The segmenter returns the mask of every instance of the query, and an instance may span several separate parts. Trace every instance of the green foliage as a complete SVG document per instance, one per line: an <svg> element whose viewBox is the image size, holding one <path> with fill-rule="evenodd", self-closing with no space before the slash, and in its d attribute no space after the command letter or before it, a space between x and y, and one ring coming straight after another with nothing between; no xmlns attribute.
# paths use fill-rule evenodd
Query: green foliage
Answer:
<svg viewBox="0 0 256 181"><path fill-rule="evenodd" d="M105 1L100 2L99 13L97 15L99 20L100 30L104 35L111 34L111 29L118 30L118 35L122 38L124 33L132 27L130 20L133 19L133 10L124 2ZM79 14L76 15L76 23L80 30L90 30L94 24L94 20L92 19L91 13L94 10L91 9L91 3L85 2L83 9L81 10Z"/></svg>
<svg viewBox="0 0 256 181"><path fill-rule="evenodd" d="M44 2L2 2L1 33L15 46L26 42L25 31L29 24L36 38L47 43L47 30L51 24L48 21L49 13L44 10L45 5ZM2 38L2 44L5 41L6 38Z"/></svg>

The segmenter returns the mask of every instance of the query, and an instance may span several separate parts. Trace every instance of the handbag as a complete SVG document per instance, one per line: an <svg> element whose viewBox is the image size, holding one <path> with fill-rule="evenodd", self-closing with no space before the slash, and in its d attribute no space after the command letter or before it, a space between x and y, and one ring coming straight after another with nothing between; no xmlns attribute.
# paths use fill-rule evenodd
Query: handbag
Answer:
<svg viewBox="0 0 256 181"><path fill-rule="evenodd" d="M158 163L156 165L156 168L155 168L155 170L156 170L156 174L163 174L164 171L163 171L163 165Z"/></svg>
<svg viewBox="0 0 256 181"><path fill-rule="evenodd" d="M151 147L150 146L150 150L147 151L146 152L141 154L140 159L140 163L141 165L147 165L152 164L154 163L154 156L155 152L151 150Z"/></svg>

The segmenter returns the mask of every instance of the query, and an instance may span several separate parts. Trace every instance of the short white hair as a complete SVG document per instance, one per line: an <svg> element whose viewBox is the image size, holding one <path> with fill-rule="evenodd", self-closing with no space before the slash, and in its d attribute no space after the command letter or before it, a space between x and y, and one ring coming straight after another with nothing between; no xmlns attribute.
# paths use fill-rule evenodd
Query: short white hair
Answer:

++++++++++

WHAT TO PRODUCE: Rewrite all the records above so that every occurrence of "segmenter" is replaced with "annotation tool", leaving everything else as it is.

SOLUTION:
The annotation tool returns the mask of every instance of the query, and an instance may span several separate parts. Trace every instance of the green foliage as a complete SVG document per instance, one per line: an <svg> element whose viewBox is the image size, holding one <path> with fill-rule="evenodd", self-closing with no space before the slash, and in its d attribute no space after the command letter or before it, a space between x and y, and one ring coming straight after another with nothing between; no xmlns attribute.
# paths use fill-rule evenodd
Query: green foliage
Answer:
<svg viewBox="0 0 256 181"><path fill-rule="evenodd" d="M105 1L100 2L99 13L97 15L99 20L100 30L104 35L111 34L111 29L118 30L118 35L122 38L124 33L132 27L130 20L133 19L133 10L124 2ZM79 14L76 15L76 23L80 30L90 30L94 24L94 20L92 19L91 13L94 10L91 9L91 3L85 2L83 9L81 10Z"/></svg>
<svg viewBox="0 0 256 181"><path fill-rule="evenodd" d="M44 2L2 2L1 33L15 46L26 42L25 31L29 24L36 38L47 43L47 30L51 24L48 21L49 13L44 10L45 5ZM2 38L2 44L5 41L6 38Z"/></svg>

The annotation tool returns the mask of every instance of the query, and an instance may span several separate parts. Trace every instance of the handbag as a complete SVG document per instance, one per line: an <svg> element whose viewBox is the image size, holding one <path> with fill-rule="evenodd", self-closing with no space before the slash, and in its d attribute no space after the command letter or before it, a space between x and y, and one ring coming straight after another with nothing between; no xmlns attribute.
# paths use fill-rule evenodd
Query: handbag
Answer:
<svg viewBox="0 0 256 181"><path fill-rule="evenodd" d="M158 163L156 165L156 168L155 168L155 170L156 170L156 174L163 174L164 171L163 171L163 165Z"/></svg>
<svg viewBox="0 0 256 181"><path fill-rule="evenodd" d="M151 147L150 146L150 150L147 151L146 152L141 154L140 159L140 163L141 165L147 165L152 164L154 163L154 156L155 152L151 150Z"/></svg>

The annotation tool returns the mask of every instance of the query, and an instance may span several separate parts. Trace every instance of the short white hair as a complete SVG document per instance, one per line: an <svg> element whose viewBox is the image size, holding one <path> with fill-rule="evenodd", self-closing with no space before the slash, and in its d attribute no space after the command letter or before it, a space between x and y, and one ring coming straight after another with nothing between; no xmlns attribute.
# paths use fill-rule evenodd
Query: short white hair
Answer:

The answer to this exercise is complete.